Aim of the exercise: State how many lines in the items below contain the word "building". Reply with the number alone.

Material for this task:
━━━━━━━━━━

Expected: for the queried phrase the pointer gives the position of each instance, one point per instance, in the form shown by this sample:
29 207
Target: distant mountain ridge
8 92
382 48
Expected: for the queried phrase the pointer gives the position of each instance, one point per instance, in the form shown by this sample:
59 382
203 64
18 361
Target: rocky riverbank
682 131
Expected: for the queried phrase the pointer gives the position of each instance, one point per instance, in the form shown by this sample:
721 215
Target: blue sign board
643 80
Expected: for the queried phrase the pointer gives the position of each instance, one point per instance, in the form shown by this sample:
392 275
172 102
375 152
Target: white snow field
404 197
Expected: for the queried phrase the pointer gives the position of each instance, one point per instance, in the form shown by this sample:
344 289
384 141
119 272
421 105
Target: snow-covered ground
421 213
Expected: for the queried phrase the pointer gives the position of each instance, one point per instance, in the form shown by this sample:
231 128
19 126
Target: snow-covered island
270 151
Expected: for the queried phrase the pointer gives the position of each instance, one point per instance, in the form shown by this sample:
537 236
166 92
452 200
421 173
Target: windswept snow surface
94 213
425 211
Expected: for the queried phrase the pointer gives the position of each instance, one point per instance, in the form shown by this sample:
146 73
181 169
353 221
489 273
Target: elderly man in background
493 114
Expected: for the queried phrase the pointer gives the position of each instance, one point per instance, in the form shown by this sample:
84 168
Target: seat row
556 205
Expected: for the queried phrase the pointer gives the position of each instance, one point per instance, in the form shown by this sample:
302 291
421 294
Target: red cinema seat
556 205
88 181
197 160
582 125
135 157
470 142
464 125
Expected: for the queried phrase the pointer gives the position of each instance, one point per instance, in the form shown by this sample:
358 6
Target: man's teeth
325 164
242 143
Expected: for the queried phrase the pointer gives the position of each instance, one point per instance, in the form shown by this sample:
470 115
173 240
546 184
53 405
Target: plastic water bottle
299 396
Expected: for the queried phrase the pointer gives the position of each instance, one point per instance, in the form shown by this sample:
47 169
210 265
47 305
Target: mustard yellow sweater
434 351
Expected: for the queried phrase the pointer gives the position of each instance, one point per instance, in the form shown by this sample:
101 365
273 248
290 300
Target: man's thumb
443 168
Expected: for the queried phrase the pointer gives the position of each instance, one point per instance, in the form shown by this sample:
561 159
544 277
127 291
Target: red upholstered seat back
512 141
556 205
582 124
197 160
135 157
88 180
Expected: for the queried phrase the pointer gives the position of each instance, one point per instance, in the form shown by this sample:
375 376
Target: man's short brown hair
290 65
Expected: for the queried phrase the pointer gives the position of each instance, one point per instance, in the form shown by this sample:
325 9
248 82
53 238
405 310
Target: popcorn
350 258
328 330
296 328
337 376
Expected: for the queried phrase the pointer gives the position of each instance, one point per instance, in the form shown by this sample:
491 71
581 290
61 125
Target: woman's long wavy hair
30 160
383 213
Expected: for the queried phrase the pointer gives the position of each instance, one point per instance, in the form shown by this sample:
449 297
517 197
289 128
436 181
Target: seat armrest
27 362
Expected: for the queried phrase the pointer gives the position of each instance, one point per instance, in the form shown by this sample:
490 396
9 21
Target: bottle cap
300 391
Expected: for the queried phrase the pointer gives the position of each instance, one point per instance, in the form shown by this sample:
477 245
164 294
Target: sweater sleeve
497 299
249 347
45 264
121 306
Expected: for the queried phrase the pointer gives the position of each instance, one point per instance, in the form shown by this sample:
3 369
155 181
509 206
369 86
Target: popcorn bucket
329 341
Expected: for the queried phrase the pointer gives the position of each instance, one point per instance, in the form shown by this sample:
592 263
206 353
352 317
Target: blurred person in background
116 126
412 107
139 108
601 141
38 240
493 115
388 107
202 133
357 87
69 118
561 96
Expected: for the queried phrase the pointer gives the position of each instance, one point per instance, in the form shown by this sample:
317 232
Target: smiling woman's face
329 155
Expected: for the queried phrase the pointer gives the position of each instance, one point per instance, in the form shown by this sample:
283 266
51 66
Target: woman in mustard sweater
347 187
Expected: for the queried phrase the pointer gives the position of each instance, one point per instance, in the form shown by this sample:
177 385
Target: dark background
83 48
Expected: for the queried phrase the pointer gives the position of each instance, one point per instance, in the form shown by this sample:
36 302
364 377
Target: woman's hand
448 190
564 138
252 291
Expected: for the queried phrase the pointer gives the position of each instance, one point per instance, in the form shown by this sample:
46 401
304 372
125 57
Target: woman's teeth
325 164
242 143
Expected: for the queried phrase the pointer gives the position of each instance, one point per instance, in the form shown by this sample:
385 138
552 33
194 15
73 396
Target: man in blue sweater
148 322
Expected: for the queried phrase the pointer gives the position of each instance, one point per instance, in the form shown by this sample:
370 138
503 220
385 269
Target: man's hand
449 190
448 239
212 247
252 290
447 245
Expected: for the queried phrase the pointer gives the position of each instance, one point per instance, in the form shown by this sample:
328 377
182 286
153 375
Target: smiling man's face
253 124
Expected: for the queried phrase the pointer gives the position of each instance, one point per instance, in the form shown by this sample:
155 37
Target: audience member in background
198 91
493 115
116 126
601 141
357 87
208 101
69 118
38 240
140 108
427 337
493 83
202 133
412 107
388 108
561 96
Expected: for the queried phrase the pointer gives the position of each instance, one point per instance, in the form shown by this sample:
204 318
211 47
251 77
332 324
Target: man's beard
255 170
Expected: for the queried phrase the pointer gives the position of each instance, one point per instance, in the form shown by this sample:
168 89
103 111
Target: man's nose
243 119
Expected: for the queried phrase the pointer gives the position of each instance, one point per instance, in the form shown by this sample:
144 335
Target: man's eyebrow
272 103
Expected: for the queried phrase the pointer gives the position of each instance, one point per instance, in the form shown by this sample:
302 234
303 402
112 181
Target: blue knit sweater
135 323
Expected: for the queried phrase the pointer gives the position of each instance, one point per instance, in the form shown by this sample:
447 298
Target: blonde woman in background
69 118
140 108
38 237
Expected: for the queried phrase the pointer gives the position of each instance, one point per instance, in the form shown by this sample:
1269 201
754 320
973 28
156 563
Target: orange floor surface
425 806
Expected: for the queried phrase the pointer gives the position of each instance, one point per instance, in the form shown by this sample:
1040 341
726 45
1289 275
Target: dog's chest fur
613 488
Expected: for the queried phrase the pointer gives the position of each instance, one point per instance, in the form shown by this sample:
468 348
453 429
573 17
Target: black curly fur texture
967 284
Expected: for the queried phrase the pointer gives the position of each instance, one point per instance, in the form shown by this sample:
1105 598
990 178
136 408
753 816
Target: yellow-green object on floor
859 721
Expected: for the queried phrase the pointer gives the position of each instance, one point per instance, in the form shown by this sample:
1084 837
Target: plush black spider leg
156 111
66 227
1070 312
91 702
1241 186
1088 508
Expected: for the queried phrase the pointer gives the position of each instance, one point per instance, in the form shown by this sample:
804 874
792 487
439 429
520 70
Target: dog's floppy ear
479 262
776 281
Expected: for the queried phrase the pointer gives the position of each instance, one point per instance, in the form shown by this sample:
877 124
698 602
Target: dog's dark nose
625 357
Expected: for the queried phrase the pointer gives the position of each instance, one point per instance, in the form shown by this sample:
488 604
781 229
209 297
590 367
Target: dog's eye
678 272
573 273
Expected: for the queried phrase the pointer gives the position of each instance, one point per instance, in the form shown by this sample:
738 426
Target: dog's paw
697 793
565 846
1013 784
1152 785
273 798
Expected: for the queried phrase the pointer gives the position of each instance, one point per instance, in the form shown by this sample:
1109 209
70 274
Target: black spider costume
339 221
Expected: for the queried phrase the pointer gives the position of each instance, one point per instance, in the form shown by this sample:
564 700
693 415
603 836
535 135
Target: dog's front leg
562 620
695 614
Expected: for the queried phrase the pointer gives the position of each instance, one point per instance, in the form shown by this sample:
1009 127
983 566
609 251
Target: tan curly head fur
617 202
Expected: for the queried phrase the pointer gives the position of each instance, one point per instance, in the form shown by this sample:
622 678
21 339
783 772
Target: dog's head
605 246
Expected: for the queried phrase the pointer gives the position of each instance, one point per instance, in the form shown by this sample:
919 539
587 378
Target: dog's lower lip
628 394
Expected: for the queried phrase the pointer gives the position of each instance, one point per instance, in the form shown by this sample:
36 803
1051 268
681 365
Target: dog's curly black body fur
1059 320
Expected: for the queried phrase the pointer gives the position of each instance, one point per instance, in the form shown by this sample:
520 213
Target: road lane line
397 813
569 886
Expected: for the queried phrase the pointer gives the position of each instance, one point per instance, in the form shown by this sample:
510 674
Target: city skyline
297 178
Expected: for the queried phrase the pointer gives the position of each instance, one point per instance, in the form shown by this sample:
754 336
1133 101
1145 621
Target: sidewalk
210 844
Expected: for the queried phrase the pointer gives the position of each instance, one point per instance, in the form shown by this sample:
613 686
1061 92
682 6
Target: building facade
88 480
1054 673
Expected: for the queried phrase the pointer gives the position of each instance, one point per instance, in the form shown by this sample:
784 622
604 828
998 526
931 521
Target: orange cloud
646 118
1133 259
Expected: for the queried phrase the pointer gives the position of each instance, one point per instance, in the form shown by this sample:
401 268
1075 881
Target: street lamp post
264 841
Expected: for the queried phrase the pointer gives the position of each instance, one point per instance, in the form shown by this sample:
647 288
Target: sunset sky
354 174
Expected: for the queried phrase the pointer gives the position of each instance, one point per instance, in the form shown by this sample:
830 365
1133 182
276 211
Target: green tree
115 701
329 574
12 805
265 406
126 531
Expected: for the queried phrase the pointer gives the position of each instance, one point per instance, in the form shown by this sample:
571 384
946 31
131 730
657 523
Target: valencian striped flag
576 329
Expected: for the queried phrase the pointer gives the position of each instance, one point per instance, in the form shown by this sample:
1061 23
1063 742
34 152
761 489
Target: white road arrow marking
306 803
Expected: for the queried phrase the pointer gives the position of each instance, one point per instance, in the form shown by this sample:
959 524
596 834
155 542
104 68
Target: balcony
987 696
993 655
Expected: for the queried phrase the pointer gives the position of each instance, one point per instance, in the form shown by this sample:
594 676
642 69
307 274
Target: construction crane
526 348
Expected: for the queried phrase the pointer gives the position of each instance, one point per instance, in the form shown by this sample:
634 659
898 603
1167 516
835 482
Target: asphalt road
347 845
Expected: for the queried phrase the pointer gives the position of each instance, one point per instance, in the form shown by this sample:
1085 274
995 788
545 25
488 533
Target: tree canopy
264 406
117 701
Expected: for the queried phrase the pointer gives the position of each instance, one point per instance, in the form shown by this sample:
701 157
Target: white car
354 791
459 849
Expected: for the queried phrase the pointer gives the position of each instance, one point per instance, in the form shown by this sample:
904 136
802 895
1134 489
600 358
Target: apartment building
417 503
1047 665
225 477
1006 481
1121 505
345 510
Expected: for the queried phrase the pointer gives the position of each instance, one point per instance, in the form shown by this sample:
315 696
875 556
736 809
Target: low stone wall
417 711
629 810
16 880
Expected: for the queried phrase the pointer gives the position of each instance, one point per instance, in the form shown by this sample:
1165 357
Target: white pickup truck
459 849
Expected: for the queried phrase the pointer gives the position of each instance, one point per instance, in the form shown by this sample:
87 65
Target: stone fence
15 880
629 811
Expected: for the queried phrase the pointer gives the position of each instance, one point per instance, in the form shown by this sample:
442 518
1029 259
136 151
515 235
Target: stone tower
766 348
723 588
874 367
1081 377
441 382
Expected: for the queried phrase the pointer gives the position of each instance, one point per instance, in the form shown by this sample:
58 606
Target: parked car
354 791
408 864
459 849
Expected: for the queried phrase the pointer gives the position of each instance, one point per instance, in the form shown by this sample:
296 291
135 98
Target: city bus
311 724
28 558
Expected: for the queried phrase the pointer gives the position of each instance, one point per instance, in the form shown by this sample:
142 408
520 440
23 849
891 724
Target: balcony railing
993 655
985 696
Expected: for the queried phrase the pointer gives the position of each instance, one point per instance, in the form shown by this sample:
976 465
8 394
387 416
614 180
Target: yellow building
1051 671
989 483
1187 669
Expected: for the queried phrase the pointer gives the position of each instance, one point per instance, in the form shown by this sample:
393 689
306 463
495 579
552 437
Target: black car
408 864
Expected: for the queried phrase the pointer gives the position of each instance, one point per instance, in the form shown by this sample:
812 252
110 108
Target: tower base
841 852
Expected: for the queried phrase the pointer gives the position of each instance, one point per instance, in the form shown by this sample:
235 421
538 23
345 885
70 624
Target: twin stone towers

━━━━━━━━━━

Task answer: 3